*** Selected text

The arguments presented in this article are intentionally opinionated and express my intuitions about the relationship between time, entropy, and artificial intelligence. They are not intended as formal scientific proofs, nor are they backed by systematic experimentation. This piece sits at the intersection of AI theory and dynamical systems interpretation—read it as philosophical exploration rather than established consensus.

PS — Please reach out to me if you find anything inaccurate or overstated; I'll make sure to correct it.

Introduction: Three Kinds of Time, and Why Only One Matters

There is an important distinction that often gets blurred in discussions of AI and time. Consider three different things we might mean when we say a system "understands time":

Representational time: The training data encodes temporal structure—texts describe sequences of events, timestamps label documents, tokens appear in left-to-right order. A model can learn to represent this structure without having any ongoing relationship with time itself.
Architectural state: The model maintains an internal state that persists and updates across successive inference steps or episodes, allowing it to accumulate experience and revise its understanding as the world changes around it.
Subjective experience of time: The model experiences duration, the felt passage of moments—something closer to phenomenal consciousness.

Most of the interesting engineering questions cluster around the second level. The third level—subjective experience—is genuinely unknowable with current tools and not the concern of this piece. The first level—representational time—is already present in large language models: they learn a great deal about temporal structure from text. But representational time alone is not enough. My central claim is this: for an AI system to function as a genuine world model or to support the best plasticity-stability system in continual learning, it requires architectural state that persists and updates across time—not merely representations of temporal concepts frozen in static weights.

******
*** Entries supplied

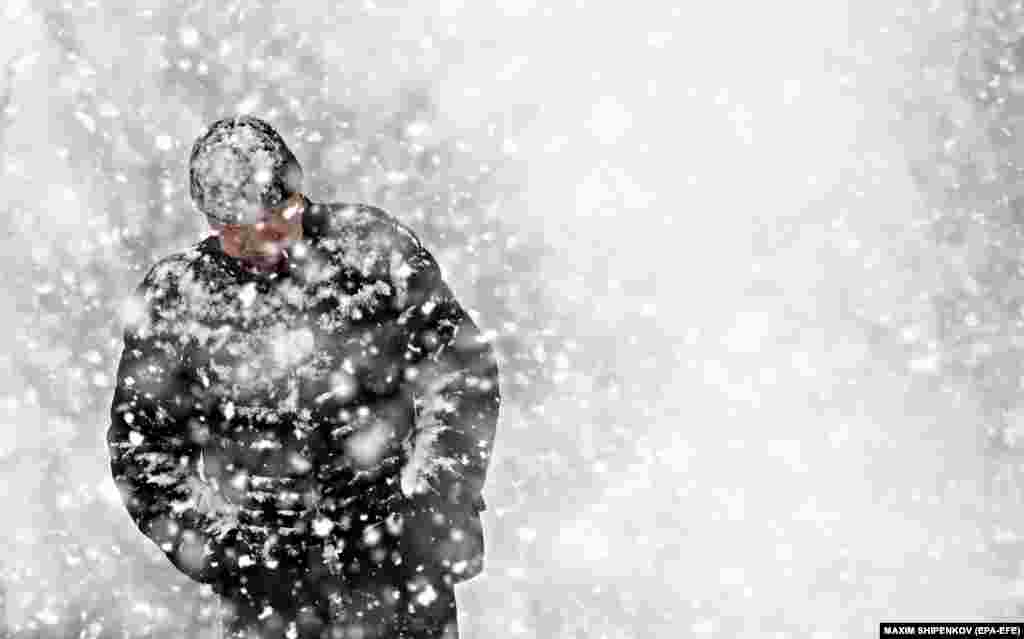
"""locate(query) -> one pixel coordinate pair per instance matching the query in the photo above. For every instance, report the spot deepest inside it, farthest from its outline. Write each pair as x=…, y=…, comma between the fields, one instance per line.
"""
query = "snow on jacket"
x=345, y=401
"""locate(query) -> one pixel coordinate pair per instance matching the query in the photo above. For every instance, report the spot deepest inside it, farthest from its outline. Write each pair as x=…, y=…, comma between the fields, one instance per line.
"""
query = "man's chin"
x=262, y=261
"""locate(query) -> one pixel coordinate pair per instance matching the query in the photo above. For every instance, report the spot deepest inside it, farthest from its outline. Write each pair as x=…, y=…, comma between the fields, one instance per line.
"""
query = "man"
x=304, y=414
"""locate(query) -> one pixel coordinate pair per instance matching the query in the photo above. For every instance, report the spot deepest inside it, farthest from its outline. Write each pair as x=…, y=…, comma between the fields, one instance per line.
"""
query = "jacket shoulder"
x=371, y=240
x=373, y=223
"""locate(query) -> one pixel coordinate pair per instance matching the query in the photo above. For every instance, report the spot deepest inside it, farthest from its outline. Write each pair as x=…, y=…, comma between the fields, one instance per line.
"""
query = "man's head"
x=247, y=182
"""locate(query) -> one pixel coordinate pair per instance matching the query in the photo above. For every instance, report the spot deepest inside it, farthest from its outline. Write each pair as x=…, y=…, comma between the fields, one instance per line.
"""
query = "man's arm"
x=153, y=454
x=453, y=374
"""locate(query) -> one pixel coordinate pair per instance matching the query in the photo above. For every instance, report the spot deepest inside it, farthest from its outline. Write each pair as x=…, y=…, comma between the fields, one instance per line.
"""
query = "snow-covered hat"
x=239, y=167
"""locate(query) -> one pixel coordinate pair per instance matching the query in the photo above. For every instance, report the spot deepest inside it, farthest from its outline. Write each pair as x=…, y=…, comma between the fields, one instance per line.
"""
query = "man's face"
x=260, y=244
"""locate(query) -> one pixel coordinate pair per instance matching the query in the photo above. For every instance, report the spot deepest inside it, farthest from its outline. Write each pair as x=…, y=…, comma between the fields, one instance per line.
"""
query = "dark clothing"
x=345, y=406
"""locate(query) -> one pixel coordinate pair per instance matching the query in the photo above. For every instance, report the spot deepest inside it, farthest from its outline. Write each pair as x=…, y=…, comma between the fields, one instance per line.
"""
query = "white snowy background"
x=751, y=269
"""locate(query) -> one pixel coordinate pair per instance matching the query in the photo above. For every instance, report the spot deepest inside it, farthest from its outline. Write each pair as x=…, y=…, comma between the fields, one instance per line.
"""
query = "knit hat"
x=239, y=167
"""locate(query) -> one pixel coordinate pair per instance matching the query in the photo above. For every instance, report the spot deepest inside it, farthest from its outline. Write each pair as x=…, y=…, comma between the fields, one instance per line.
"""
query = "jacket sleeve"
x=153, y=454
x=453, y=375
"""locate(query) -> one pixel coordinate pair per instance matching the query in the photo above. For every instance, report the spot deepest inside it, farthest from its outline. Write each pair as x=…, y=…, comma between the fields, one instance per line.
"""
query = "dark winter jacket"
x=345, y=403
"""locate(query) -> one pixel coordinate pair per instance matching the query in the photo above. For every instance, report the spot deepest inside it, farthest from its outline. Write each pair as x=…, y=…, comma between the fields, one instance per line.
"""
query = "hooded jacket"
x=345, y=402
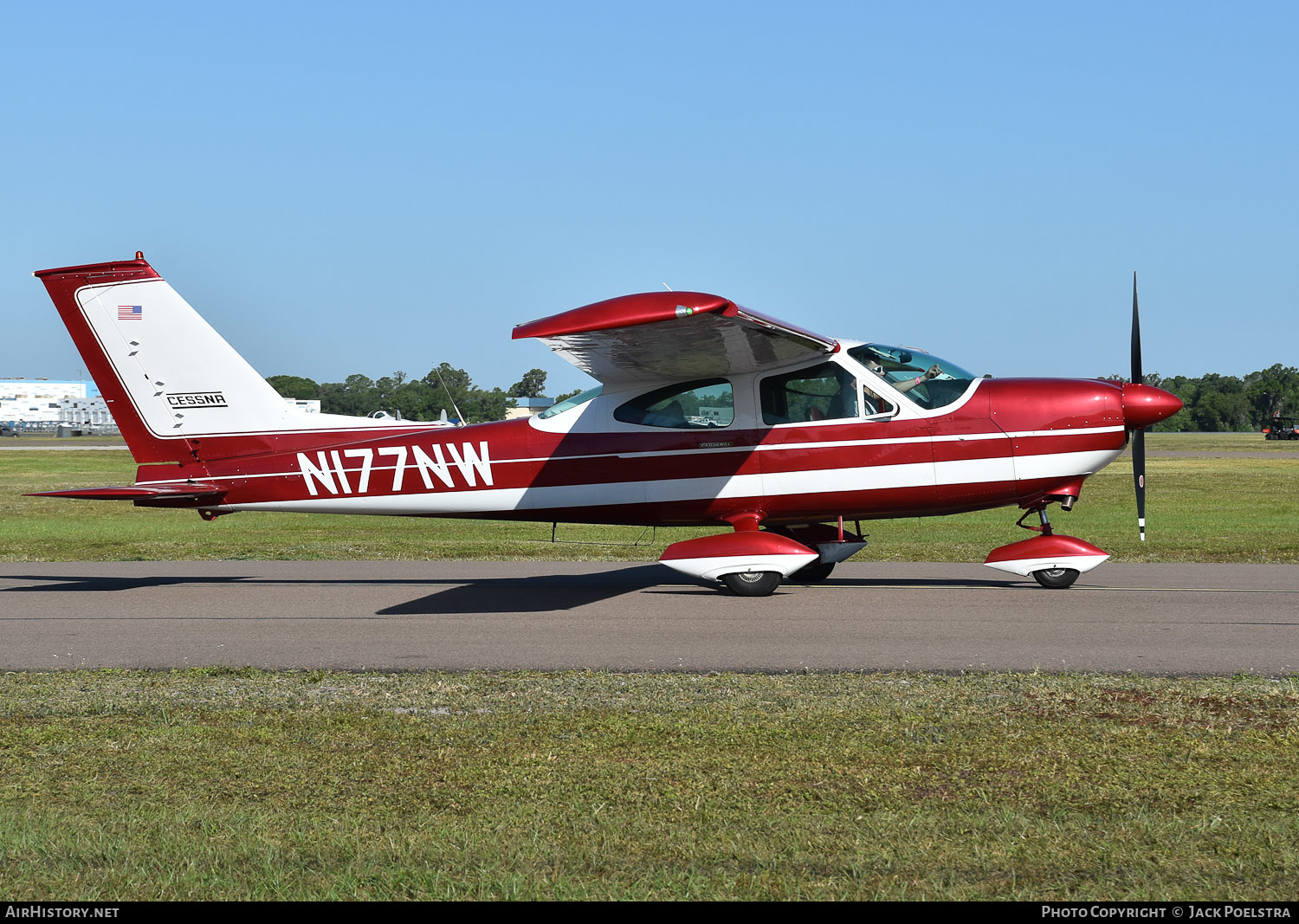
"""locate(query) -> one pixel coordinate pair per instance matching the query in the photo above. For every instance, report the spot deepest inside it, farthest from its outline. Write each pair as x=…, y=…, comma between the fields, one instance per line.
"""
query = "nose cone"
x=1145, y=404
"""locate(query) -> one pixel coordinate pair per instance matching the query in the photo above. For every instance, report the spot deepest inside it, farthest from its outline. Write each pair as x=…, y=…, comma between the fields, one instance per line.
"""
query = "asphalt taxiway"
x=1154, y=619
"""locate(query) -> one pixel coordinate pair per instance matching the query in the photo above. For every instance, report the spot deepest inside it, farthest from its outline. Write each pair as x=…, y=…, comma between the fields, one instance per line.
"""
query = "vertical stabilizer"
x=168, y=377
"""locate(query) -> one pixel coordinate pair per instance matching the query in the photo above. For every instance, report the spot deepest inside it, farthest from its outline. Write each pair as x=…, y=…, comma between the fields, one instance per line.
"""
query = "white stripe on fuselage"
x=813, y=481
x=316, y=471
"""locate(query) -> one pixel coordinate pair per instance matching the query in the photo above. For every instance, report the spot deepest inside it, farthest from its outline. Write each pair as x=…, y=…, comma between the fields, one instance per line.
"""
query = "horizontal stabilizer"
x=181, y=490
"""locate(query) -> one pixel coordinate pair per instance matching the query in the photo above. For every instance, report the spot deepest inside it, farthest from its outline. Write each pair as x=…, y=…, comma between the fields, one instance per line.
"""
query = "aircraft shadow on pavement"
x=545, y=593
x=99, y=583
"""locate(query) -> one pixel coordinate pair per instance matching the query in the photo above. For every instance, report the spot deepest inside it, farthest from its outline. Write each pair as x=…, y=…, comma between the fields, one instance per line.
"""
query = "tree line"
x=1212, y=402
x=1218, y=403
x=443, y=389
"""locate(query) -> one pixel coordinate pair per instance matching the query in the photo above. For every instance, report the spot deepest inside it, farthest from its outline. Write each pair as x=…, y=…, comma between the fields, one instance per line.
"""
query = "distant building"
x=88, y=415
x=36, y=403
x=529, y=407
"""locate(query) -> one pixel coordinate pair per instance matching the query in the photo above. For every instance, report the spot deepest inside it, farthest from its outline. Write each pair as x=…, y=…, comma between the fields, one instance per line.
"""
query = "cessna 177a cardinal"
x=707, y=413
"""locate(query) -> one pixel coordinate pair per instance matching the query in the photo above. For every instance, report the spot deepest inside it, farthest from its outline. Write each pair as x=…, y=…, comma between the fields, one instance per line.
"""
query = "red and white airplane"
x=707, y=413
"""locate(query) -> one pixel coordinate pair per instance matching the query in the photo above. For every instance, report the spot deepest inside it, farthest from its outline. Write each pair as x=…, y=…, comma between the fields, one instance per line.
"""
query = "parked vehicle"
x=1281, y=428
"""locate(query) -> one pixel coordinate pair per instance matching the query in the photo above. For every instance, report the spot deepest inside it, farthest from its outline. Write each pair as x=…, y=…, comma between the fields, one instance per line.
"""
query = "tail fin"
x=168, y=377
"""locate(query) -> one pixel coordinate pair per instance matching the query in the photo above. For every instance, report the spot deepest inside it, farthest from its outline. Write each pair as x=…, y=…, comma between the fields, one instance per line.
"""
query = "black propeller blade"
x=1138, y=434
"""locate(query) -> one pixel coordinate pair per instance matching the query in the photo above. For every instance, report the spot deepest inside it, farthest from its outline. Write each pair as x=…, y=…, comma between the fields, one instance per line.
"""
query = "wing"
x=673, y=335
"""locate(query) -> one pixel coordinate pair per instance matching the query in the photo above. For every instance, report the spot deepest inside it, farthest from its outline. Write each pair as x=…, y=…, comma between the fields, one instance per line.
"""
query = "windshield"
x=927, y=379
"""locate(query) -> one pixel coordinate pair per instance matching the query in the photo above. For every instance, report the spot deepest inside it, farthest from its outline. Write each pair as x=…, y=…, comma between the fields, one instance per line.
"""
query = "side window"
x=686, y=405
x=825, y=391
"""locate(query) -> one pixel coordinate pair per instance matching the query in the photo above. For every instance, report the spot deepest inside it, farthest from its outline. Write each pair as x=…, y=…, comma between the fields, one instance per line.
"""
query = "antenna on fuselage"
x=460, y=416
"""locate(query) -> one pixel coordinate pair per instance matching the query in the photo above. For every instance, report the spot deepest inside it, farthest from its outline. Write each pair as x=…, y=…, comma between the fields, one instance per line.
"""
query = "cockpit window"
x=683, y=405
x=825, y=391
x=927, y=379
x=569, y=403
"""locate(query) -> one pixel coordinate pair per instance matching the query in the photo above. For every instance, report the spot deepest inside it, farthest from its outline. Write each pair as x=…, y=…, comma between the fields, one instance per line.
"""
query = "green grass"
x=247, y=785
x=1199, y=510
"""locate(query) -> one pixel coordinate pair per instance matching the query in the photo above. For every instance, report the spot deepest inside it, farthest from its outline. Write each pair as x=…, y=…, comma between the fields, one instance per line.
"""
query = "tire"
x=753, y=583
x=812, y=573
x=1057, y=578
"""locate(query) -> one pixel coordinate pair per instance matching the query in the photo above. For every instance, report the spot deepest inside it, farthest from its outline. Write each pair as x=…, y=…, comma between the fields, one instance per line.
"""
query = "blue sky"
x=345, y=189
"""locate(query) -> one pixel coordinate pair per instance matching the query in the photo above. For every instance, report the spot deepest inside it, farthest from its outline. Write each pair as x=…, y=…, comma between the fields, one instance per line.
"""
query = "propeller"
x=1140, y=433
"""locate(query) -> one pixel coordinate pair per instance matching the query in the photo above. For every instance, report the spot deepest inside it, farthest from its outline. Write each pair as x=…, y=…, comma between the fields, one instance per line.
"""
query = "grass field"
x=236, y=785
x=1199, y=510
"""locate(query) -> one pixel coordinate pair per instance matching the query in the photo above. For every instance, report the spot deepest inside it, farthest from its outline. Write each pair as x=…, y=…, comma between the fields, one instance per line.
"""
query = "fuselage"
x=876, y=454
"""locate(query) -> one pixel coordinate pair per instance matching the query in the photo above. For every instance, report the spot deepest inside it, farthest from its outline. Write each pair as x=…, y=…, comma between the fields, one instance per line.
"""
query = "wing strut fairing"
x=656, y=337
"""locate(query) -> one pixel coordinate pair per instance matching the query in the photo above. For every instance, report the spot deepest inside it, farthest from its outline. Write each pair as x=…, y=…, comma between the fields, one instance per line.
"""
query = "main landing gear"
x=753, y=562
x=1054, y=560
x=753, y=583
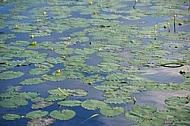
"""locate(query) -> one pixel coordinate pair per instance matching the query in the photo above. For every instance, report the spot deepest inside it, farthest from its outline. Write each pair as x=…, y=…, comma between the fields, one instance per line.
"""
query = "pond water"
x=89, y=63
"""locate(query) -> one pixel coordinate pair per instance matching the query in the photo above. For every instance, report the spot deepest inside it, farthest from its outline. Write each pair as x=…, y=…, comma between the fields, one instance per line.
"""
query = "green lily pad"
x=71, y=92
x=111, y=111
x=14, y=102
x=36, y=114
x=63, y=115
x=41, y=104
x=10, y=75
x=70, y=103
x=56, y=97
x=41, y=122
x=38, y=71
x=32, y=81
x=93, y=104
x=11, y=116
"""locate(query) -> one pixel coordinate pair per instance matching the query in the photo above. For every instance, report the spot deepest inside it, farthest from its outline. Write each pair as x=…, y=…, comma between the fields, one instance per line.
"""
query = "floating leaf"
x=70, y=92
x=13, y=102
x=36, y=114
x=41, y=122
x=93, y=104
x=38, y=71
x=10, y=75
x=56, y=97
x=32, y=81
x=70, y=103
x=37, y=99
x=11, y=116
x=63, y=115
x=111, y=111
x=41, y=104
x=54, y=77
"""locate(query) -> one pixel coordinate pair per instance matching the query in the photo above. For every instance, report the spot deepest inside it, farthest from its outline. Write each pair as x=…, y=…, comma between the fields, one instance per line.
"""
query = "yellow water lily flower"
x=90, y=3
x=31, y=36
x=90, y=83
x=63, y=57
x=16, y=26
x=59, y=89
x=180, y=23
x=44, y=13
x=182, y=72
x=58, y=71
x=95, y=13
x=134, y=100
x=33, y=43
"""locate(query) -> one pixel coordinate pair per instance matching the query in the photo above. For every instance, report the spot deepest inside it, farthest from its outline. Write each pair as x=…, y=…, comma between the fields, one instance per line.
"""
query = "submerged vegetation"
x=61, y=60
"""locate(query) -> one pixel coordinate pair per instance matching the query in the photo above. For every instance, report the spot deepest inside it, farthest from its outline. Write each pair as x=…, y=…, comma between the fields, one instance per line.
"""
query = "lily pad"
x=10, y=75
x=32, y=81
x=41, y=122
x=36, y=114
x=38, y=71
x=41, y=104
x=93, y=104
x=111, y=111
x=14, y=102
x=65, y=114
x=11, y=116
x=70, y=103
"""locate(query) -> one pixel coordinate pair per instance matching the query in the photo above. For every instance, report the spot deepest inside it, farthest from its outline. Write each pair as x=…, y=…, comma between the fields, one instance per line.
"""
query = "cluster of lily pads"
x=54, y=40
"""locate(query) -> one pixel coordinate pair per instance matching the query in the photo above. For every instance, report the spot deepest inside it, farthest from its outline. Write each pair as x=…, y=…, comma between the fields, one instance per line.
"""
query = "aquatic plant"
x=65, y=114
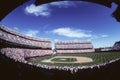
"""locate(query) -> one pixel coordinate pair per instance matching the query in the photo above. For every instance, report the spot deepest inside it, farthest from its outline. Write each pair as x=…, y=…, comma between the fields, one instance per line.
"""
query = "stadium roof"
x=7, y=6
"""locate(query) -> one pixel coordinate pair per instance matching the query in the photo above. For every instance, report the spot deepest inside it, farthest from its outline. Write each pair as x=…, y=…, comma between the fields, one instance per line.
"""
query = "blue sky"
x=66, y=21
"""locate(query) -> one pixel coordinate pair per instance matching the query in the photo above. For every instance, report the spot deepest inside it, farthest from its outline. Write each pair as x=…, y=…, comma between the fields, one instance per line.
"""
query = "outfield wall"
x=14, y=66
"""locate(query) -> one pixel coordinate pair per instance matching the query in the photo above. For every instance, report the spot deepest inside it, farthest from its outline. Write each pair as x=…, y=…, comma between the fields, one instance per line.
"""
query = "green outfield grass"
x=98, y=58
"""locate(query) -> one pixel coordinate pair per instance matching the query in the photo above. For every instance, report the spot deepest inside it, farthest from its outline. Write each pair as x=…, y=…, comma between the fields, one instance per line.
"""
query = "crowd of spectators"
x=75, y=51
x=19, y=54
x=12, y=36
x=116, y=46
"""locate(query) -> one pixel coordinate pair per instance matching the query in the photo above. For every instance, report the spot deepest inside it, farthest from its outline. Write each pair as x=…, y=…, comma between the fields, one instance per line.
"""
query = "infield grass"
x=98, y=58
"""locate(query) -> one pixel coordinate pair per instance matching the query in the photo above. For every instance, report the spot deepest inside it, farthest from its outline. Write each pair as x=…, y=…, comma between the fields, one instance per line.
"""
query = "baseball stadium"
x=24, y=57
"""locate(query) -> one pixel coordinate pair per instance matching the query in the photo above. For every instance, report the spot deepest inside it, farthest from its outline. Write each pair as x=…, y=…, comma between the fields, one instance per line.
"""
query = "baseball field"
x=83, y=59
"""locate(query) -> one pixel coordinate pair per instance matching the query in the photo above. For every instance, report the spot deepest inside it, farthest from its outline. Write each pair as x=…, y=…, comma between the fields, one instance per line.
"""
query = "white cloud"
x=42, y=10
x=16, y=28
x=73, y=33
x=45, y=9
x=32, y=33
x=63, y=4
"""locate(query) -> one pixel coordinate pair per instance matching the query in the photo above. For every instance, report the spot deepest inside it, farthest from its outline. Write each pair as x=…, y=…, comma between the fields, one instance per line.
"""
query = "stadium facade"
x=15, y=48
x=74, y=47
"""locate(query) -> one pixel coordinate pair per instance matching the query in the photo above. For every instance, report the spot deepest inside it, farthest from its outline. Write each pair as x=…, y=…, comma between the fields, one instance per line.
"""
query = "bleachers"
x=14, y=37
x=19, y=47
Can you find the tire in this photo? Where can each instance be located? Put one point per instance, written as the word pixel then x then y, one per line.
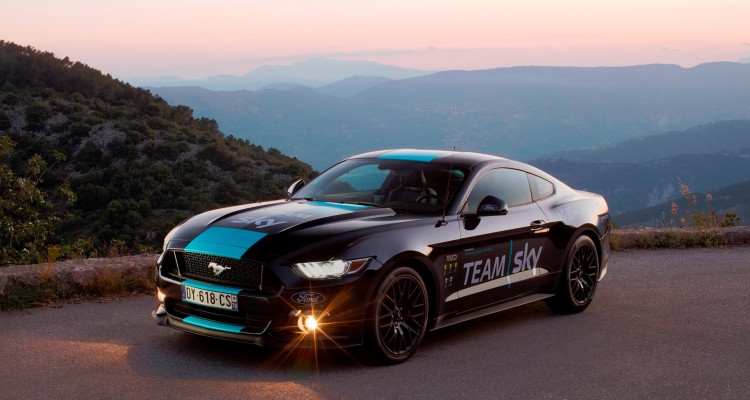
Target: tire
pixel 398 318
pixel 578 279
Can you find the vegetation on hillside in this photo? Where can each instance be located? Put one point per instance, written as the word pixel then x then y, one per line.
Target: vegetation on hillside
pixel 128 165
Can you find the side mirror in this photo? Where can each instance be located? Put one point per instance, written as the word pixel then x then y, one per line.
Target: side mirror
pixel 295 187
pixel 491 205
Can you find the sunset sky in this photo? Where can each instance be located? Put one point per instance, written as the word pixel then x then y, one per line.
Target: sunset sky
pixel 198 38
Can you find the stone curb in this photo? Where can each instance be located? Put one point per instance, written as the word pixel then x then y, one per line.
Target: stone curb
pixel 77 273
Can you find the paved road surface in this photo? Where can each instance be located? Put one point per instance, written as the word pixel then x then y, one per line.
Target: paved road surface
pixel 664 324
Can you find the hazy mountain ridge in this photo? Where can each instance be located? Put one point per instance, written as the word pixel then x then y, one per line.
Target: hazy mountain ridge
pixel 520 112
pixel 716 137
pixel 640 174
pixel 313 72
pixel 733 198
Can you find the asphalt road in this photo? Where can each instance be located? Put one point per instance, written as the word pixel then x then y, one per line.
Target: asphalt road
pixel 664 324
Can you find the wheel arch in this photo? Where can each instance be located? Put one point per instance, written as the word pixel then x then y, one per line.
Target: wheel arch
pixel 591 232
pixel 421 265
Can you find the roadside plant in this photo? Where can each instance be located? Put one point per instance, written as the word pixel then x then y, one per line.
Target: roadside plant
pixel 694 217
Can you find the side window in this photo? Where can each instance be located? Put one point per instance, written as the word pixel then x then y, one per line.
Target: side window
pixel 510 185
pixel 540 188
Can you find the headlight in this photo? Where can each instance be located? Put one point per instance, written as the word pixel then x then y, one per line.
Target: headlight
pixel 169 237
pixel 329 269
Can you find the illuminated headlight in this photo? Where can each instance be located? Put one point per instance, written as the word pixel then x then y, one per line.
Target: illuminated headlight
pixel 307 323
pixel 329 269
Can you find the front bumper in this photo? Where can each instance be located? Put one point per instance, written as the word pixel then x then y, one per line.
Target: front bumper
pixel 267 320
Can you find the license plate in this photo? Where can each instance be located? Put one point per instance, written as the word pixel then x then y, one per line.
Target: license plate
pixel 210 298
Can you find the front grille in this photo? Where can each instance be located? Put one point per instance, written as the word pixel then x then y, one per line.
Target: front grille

******

- _Directions for this task_: Please carry on the essay about time and artificial intelligence, picking up right after its last sentence. The entries aren't needed here.

- _Response to this exercise_:
This distinction matters because conflating the three levels makes current LLMs look both more and less capable than they are. They are good at representing time (but not too developed). They have almost no architectural relationship with it.

Why Exploration Is the Core Problem

We stand at a transition from "learning from data" to "learning what data to learn from." Large models under unified architectures have shifted the bottleneck from how to train to what to acquire—a second-order problem that can be framed as exploration. Exploration is universal to all learning in open-ended domains. An intelligent agent must actively collect its own training experience, determining which data is most informative for expanding its capabilities on a continual basis.

This requires evaluating data along three axes: learning potential, diversity, and grounding to real tasks of value. Without architectural state that persists across episodes—without the ability to observe an action, wait for its consequences, and update internal representations based on delayed feedback—an agent cannot close this loop. It can only passively ingest pre-existing datasets, with no mechanism connecting what it learns to what it does.

The Core Problem: Representational Time Is Not Enough

To understand the limitation precisely, we need to be careful about what LLMs actually lack.

A standard transformer processes an entire prompt simultaneously through self-attention, using positional encodings to inject a sense of token order. This is representational time: the model learns that certain tokens tend to precede others, that narratives unfold in sequence, that causes typically appear before effects in text. This is real and useful. LLMs demonstrably learn a great deal of temporal structure from it.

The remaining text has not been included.